Problem to solve
Copy out the lines from the one with "Where can the shower" to the one with "pixel 820 488", substituting "occurrence" for "instance" and keeping everything else the same.

Task input

····················

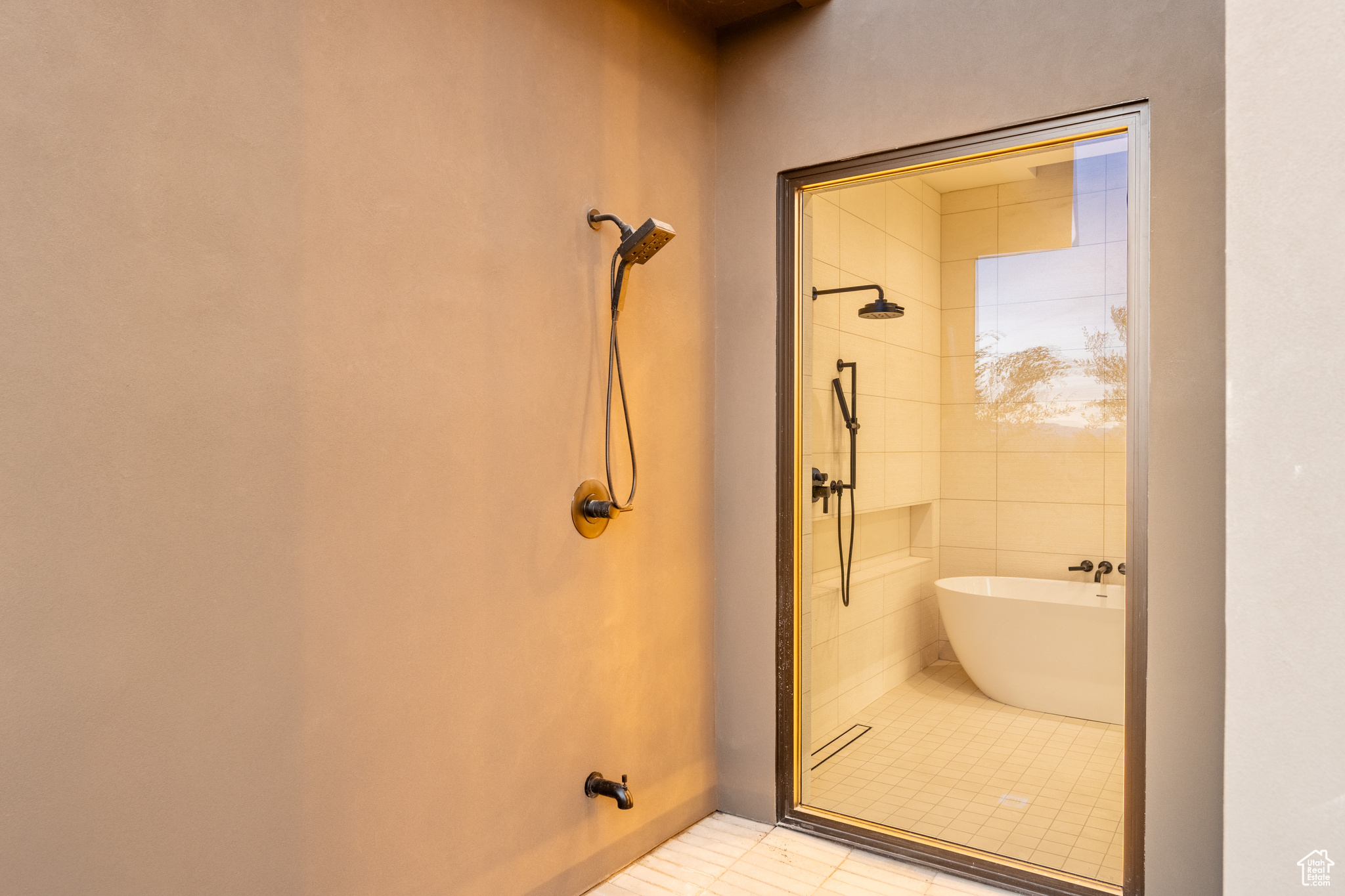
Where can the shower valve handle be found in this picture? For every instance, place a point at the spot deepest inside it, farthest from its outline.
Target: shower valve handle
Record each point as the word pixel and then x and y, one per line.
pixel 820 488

····················

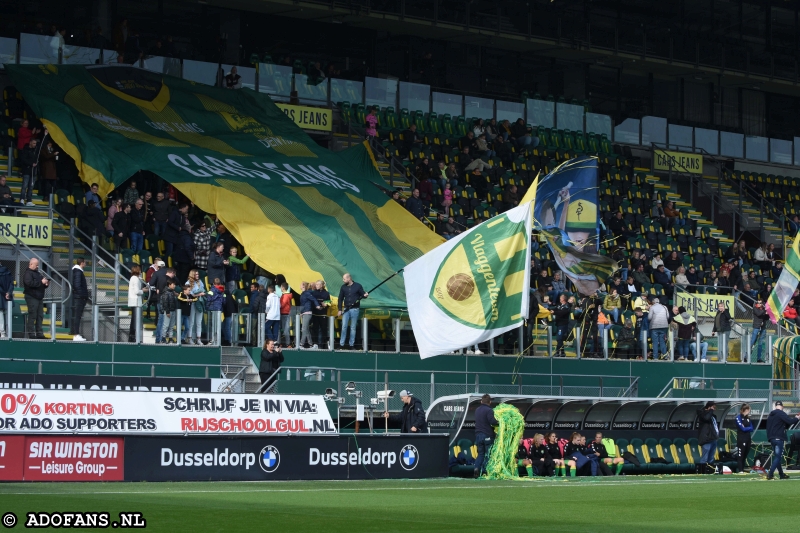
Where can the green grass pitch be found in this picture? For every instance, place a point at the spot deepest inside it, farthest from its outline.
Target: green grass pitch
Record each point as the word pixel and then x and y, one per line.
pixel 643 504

····················

Task response
Where can the shower valve handle be found in this picture? For every occurrence, place a point at the spot deepest inside it, farthest from its outline.
Target: shower valve handle
Record each point as the word pixel and then x and y, one per line.
pixel 820 488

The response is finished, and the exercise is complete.